Coordinate annotation entries
***

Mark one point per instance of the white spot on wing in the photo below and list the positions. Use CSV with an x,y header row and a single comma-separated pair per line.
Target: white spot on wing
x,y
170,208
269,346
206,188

***

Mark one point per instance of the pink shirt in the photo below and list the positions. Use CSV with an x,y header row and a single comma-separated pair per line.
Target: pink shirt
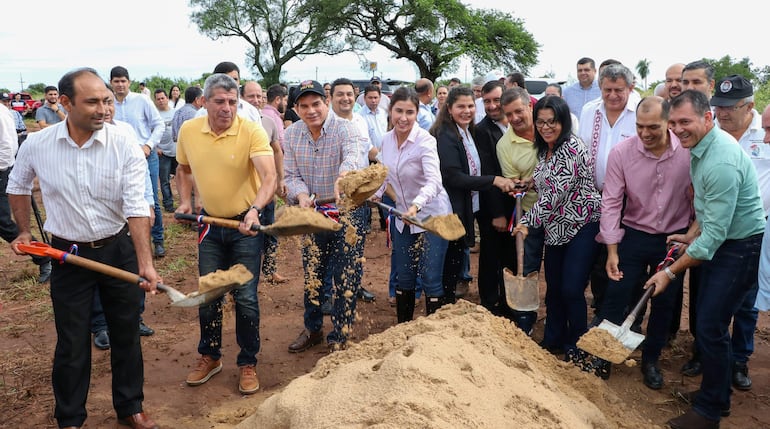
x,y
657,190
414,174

***

▸ Written task
Count the lines of the entries above that contain the word "spot", and give only the number.

▸ Correct result
2